> The input:
»»

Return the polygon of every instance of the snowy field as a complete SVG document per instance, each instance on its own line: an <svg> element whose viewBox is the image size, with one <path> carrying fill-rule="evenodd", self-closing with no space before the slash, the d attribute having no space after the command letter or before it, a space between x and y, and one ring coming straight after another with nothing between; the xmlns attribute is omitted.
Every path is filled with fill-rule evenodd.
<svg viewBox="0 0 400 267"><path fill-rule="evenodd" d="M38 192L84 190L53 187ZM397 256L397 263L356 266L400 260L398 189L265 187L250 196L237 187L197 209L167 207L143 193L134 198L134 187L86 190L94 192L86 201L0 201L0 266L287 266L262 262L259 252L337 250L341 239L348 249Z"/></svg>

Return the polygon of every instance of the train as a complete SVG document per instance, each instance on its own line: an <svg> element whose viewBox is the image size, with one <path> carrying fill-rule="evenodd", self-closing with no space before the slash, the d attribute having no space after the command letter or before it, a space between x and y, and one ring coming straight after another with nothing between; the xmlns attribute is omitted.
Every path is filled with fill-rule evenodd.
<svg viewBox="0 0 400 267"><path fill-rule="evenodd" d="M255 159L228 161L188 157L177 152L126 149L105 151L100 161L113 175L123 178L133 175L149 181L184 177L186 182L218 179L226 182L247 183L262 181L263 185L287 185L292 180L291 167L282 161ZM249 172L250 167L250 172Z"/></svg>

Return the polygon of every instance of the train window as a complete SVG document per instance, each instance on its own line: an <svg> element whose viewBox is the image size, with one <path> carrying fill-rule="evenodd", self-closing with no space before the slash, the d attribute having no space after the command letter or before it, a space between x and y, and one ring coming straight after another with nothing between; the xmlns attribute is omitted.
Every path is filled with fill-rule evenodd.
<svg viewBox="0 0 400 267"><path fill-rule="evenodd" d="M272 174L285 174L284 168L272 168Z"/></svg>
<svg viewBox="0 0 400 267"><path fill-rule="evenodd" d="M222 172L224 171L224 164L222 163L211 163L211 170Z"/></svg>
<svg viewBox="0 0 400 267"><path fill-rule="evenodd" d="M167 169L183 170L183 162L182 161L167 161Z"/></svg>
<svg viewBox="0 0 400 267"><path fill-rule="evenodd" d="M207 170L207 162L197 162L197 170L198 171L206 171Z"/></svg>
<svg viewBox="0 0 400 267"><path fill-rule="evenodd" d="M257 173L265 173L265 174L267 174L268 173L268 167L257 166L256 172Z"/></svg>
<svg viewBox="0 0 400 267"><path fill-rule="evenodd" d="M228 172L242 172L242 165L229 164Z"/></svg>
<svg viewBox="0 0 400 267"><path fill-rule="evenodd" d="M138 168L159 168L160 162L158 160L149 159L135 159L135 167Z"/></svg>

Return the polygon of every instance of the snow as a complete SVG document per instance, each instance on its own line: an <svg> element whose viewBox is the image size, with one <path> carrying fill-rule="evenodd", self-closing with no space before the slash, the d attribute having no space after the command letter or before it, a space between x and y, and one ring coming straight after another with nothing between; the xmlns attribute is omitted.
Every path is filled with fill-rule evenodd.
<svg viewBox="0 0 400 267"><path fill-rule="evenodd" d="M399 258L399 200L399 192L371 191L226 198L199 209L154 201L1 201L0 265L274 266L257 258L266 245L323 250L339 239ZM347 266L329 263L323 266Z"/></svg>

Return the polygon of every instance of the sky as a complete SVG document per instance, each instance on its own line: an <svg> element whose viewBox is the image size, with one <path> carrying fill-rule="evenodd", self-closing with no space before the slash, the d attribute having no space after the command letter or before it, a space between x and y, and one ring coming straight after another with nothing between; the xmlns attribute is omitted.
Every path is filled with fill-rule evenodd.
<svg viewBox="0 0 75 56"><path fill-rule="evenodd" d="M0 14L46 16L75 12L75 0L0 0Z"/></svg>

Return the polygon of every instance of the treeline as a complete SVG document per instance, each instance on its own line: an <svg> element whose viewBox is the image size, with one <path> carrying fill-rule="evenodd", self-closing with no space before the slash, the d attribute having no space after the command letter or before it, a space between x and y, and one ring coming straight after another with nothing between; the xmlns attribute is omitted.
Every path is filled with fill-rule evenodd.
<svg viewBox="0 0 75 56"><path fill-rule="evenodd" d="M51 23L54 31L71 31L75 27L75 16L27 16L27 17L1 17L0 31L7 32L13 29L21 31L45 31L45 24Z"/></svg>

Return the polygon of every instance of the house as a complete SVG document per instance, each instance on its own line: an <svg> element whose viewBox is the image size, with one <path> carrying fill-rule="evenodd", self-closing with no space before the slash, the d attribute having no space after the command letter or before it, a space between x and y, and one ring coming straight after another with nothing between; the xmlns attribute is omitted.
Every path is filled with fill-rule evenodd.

««

> What you should do:
Copy every one of the records above word for word, without changing anything.

> Finished answer:
Return the polygon of every instance of the snowy field as a complete SVG document per instance, each instance on its own line: an <svg> element whose viewBox is the image size, with one <path> carrying fill-rule="evenodd", self-closing with no space before the slash, the d attribute having no space after the command letter or before it, a space between x and y, and one ring coming straight after another with nothing between; the xmlns attribute is omitted.
Every path is filled with fill-rule evenodd.
<svg viewBox="0 0 400 267"><path fill-rule="evenodd" d="M38 192L84 190L53 187ZM397 256L397 263L356 266L400 260L398 189L265 187L250 196L237 187L197 209L167 207L143 193L134 198L134 187L86 190L94 192L86 201L0 201L0 266L287 266L262 262L259 252L337 250L341 239L348 249Z"/></svg>

Return the polygon of every instance of the train as a complete SVG document per instance, each instance on its own line: an <svg> element whose viewBox is the image size, with one <path> carrying fill-rule="evenodd", self-closing with no space before the slash, the d attribute having no space after the command letter or before it, a space between x and y, and one ring coming straight after another with nothing between; the xmlns attribute is omitted.
Every path is filled with fill-rule evenodd.
<svg viewBox="0 0 400 267"><path fill-rule="evenodd" d="M255 159L228 161L188 157L177 152L126 149L105 151L100 161L113 175L123 178L133 175L149 181L184 177L186 182L218 179L226 182L247 183L262 181L263 185L287 185L292 180L291 167L282 161ZM249 172L250 167L250 172Z"/></svg>

Return the polygon of every instance of the train window as a complete SVG document per instance, each instance on its own line: an <svg> element whose viewBox is the image size, with one <path> carrying fill-rule="evenodd", self-closing with no space before the slash, the d attribute having no space after the command letter or before it, a space between x and y, and one ring coming straight after another with nothing between; the xmlns attribute is omitted.
Every path is filled with fill-rule evenodd.
<svg viewBox="0 0 400 267"><path fill-rule="evenodd" d="M272 174L285 174L284 168L272 168Z"/></svg>
<svg viewBox="0 0 400 267"><path fill-rule="evenodd" d="M222 172L224 171L224 164L222 163L211 163L211 170Z"/></svg>
<svg viewBox="0 0 400 267"><path fill-rule="evenodd" d="M167 169L183 170L183 162L182 161L167 161Z"/></svg>
<svg viewBox="0 0 400 267"><path fill-rule="evenodd" d="M207 170L207 162L197 162L197 170L198 171L206 171Z"/></svg>
<svg viewBox="0 0 400 267"><path fill-rule="evenodd" d="M257 173L265 173L265 174L267 174L268 173L268 167L257 166L256 172Z"/></svg>
<svg viewBox="0 0 400 267"><path fill-rule="evenodd" d="M228 172L242 172L242 165L229 164Z"/></svg>
<svg viewBox="0 0 400 267"><path fill-rule="evenodd" d="M138 168L159 168L160 162L158 160L149 159L135 159L135 167Z"/></svg>

Return the polygon of every instance of the snow as a complete SVG document per instance, each instance on its own line: an <svg> element whose viewBox is the image size, with one <path> carrying fill-rule="evenodd", self-closing with no space before the slash, the d attribute having no space after the command letter or before it, a space between x and y, and one ring coming straight after another with nothing between; the xmlns attribute is omitted.
Every path is filled with fill-rule evenodd.
<svg viewBox="0 0 400 267"><path fill-rule="evenodd" d="M399 258L399 200L399 192L371 191L226 198L199 209L154 201L1 201L0 265L274 266L257 258L266 245L323 250L339 239ZM347 266L329 263L323 266Z"/></svg>

Return the polygon of every instance of the sky as a complete SVG document per instance, each instance on its own line: an <svg> element whose viewBox is the image size, with one <path> carrying fill-rule="evenodd", self-closing with no space before the slash, the d attribute having no space after the command letter or before it, a space between x and y, and one ring coming straight after another with nothing between; the xmlns attribute is omitted.
Every path is filled with fill-rule evenodd.
<svg viewBox="0 0 75 56"><path fill-rule="evenodd" d="M0 14L46 16L75 12L75 0L0 0Z"/></svg>

Return the polygon of every instance of the treeline as a complete SVG document per instance, each instance on its own line: an <svg> element whose viewBox is the image size, with one <path> carrying fill-rule="evenodd", self-closing with no space before the slash, the d attribute having no space after the command letter or before it, a space between x and y, and one ring coming straight after another with nothing between; the xmlns attribute is omitted.
Every path is filled with fill-rule evenodd.
<svg viewBox="0 0 75 56"><path fill-rule="evenodd" d="M51 23L54 31L71 31L75 27L75 16L27 16L27 17L1 17L0 31L7 32L13 29L21 31L45 31L45 24Z"/></svg>

Return the polygon of every instance of the house as a complete SVG document per instance, each instance on its own line: an <svg> element whose viewBox is the image size, with one <path> carrying fill-rule="evenodd", self-closing with no space before the slash, the d attribute having no space after the command letter or before it, a space between x and y, and one ring coming straight after another with nothing between; the xmlns attribute is omitted.
Every path is filled with fill-rule evenodd.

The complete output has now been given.